§ **EXERCISE AIM**
In the post on targeted journalism, what happened to the Wall Street Journal after a new owner took it over?

━━━━━ READING PASSAGE ━━━━━

Targeted Journalism… 2

I don’t know if I made up a new term in the title here or not but I think targeted journalism is doing some degree of harm to the U.S. By targeted journalism I mean those news agencies who have a given bias in reporting the news. Of course the most obvious of these is Fox News.  Although they say they are balanced their actual output makes it abundantly clear that they have a far right political bias. Just listen to the hate mongering of their favorites Rush Limburg and people like Glen Beck and Donald Trump. But Fox is not the only one out there to slant their news. The left-wing has MSNBC as their poster child. Being a Democrat I must admit that I watch them from time to time.

I know the Republicans have a steady mantra of the “left wing liberal press” but I seem to see more bias to the right than ever to the left.  There is the Wall Street Journal who after a takeover of a new owner became very Republican. Of course it is calming to see the news where it agrees with my views most of the time. Therein  lies the basic problem. If the only information we read/watch/listen to always agrees with our current views then the likelihood of realizing that we might not be correct in some things we currently believe becomes almost impossible. That being the case our animosity towards those who think differently grows and grows.

━━━━━ DATASET CONTENT ━━━━━

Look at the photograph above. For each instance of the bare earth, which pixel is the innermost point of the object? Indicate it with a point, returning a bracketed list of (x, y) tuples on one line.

━━━━━

§ **WRITTEN REPLY**
It became very Republican.